§ **STATED EXERCISE**:
Add -12 to every number in the answer point coordinates in the records from the line with "Would you kindly put a point on the white metal" to the line with "point(170, 415)". Then write out all of those lines again, including the requests and their sample points, which stay unchanged.

>> begin

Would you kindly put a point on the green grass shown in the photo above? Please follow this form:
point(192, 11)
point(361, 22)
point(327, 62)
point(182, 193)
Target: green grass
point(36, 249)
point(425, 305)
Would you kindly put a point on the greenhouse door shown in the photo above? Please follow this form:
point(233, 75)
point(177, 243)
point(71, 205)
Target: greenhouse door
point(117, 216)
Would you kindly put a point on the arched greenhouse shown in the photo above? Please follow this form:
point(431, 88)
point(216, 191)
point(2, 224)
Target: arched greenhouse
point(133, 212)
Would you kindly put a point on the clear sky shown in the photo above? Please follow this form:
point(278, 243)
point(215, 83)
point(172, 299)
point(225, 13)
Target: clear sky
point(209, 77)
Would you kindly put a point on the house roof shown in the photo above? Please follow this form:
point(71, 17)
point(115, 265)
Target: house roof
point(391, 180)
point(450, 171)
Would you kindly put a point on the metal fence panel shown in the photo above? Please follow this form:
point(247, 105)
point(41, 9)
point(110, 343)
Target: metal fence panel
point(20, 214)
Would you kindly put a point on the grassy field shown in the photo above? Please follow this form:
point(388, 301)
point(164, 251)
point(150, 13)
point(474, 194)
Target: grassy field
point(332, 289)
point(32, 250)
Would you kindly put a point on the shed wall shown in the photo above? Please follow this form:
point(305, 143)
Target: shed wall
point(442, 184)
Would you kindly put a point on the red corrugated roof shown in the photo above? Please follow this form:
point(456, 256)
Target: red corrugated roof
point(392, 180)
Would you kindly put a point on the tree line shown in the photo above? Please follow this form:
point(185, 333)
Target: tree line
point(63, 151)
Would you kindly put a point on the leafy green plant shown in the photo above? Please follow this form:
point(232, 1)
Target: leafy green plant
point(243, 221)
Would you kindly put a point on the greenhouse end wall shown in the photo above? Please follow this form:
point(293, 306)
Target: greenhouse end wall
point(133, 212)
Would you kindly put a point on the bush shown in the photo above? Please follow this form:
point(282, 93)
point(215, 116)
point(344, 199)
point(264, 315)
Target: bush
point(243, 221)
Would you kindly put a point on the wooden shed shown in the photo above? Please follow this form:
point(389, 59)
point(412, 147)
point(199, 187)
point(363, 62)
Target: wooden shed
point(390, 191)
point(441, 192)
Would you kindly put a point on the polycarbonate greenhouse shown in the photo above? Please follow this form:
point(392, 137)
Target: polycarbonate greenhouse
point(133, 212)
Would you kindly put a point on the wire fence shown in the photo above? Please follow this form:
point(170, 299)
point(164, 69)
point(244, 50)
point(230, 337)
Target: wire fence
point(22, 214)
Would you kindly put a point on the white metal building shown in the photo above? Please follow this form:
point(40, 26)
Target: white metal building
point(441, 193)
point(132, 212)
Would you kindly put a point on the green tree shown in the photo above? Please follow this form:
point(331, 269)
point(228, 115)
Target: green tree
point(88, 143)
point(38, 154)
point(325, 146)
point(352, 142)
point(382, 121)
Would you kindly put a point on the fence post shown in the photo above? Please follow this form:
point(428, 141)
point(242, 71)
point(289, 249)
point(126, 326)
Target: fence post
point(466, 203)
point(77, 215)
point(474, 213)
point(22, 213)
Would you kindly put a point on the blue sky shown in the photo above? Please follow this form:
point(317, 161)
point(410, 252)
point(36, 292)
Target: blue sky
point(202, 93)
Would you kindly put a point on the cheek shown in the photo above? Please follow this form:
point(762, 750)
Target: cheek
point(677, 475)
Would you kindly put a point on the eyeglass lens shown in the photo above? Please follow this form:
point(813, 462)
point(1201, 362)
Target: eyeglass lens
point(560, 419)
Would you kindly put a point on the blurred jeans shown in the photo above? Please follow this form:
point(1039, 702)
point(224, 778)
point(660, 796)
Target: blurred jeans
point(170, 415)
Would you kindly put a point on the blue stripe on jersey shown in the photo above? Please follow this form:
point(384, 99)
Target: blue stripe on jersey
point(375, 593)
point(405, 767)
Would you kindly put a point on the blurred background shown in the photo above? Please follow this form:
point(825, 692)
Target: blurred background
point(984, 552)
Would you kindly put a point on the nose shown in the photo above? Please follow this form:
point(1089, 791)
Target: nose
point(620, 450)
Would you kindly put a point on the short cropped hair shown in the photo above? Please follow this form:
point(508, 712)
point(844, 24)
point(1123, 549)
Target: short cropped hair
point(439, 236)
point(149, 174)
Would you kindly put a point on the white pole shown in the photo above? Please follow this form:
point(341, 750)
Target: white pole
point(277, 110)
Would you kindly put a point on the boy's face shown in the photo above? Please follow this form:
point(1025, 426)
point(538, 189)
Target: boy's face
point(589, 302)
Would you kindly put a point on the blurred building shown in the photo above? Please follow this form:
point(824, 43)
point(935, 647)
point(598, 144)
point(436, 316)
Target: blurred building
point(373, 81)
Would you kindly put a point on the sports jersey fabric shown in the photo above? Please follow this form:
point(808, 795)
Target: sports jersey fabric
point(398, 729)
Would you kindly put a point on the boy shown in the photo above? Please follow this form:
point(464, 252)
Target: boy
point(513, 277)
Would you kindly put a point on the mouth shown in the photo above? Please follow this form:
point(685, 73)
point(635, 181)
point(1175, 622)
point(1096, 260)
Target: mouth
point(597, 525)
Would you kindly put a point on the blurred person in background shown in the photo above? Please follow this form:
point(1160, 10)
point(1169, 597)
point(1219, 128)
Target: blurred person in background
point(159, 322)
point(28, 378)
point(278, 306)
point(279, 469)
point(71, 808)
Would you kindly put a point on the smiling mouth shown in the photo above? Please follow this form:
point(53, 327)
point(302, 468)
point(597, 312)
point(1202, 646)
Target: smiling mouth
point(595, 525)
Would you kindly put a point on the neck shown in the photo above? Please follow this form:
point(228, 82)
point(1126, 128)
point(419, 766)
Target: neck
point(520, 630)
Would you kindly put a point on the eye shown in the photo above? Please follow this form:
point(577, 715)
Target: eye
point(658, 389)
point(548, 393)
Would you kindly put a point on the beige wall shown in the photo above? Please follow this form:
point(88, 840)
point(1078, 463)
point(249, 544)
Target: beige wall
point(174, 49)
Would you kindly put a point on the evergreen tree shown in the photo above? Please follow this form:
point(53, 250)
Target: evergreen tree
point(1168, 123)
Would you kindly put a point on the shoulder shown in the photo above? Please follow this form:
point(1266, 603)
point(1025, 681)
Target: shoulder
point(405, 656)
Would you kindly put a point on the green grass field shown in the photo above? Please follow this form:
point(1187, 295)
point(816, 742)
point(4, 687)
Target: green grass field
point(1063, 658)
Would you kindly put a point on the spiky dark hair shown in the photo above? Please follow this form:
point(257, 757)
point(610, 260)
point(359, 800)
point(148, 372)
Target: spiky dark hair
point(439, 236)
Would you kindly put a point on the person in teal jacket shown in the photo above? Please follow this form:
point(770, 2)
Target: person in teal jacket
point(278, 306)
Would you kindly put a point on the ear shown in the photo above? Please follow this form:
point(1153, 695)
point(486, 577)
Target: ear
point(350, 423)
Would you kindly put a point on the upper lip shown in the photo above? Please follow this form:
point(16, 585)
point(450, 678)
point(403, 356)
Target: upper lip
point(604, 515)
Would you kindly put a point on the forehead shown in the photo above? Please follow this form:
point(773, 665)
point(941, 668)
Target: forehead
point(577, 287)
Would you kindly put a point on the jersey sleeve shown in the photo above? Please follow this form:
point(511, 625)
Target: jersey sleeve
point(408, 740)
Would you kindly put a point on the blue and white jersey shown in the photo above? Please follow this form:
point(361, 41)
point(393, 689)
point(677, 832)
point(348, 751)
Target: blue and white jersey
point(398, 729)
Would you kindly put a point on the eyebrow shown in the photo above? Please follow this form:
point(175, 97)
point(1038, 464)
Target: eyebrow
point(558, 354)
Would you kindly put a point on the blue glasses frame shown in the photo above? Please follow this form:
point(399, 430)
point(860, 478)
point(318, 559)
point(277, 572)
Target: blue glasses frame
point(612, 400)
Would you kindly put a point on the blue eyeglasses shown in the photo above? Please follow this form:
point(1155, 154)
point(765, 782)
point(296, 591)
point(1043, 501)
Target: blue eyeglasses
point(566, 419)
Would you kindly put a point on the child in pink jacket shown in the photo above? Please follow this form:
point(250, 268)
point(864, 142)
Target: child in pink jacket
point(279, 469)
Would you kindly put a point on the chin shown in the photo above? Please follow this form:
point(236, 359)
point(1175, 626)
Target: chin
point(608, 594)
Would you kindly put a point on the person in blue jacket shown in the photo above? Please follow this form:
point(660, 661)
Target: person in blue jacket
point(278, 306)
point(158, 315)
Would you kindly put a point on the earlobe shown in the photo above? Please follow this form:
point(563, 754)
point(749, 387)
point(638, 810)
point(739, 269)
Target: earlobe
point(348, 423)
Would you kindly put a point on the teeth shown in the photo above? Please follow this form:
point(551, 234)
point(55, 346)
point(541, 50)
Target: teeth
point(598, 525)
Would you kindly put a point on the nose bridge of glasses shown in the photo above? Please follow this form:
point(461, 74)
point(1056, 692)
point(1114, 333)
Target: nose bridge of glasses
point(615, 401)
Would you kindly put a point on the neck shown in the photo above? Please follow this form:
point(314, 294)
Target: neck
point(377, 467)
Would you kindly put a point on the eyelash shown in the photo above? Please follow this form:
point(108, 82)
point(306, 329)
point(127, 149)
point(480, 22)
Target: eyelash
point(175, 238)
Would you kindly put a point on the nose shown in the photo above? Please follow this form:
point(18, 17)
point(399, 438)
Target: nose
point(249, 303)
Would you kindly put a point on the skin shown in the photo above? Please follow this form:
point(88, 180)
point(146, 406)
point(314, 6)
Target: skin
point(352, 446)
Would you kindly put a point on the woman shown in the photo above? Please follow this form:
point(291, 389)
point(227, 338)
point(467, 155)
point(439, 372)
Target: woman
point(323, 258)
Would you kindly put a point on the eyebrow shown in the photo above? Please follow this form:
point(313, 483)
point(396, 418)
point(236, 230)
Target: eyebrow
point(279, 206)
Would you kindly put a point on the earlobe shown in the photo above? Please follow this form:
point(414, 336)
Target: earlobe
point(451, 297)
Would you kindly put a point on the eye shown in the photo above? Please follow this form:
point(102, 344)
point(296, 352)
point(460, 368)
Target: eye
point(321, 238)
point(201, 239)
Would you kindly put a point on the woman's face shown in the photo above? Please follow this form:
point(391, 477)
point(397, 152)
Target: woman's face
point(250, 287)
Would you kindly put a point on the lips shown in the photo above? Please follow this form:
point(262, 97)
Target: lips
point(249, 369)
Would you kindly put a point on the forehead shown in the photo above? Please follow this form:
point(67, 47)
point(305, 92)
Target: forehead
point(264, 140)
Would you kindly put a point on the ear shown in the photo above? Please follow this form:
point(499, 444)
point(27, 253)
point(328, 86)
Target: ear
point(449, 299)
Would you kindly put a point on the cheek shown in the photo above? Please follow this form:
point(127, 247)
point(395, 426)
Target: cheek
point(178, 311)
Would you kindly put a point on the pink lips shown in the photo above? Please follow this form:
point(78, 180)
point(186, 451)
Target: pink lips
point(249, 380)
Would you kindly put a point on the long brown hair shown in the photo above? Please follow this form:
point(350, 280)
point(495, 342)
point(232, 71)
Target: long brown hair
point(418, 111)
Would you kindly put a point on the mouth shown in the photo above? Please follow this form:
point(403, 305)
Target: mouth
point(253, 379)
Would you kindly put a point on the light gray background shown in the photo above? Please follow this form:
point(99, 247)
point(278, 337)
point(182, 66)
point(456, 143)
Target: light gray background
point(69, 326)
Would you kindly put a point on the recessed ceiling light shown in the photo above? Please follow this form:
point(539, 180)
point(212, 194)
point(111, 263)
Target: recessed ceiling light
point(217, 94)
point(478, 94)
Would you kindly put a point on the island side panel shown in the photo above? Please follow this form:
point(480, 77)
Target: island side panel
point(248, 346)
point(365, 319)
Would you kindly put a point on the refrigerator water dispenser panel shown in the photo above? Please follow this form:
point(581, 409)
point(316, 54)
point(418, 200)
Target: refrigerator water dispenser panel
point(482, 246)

>> end

§ **TASK OUTPUT**:
Would you kindly put a point on the white metal building shown in the photo above? Please follow this form:
point(40, 26)
Target: white metal building
point(429, 181)
point(120, 200)
Would you kindly put a point on the green tree shown in the photo above? Please follow this form:
point(331, 269)
point(228, 115)
Target: green tree
point(76, 131)
point(26, 142)
point(313, 134)
point(340, 130)
point(370, 109)
Would you kindly put a point on the fence post shown in the photo above? Please follow this form:
point(428, 141)
point(242, 71)
point(289, 249)
point(126, 326)
Target: fence post
point(454, 191)
point(65, 203)
point(462, 201)
point(10, 201)
Would you kindly put a point on the blue sky shown in the photo above? Please follow this form:
point(317, 161)
point(410, 252)
point(36, 292)
Target: blue sky
point(190, 81)
Would you kindly put a point on the cheek shown in the photo above? Please follow this form:
point(762, 750)
Target: cheek
point(665, 463)
Would you kindly put a point on the eyeglass lens shown in the photo above? Please follow this form:
point(813, 462)
point(1201, 362)
Target: eyeglass lens
point(548, 407)
Would you kindly put a point on the blurred jeans shown in the photo above? Please follow this form:
point(1039, 702)
point(224, 778)
point(660, 796)
Target: blurred jeans
point(158, 403)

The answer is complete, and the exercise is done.